= Extracted entries =
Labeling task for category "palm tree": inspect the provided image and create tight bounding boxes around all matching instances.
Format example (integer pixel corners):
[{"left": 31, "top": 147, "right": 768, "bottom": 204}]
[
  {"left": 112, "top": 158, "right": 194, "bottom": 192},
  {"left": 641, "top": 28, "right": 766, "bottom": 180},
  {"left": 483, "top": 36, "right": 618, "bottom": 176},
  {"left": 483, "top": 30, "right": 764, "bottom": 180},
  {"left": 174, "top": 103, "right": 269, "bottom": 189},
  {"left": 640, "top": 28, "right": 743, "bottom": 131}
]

* * *

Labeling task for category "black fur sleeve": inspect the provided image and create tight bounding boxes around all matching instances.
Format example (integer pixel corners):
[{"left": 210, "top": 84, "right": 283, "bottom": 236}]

= Work required =
All lines of the data above that include the word "instances" must be shown.

= Answer =
Labeling task for category "palm tree": inspect the provided image and create tight bounding boxes around all matching instances.
Labeling task for category "black fur sleeve": inspect the provided image and create tight bounding boxes around all matching instances.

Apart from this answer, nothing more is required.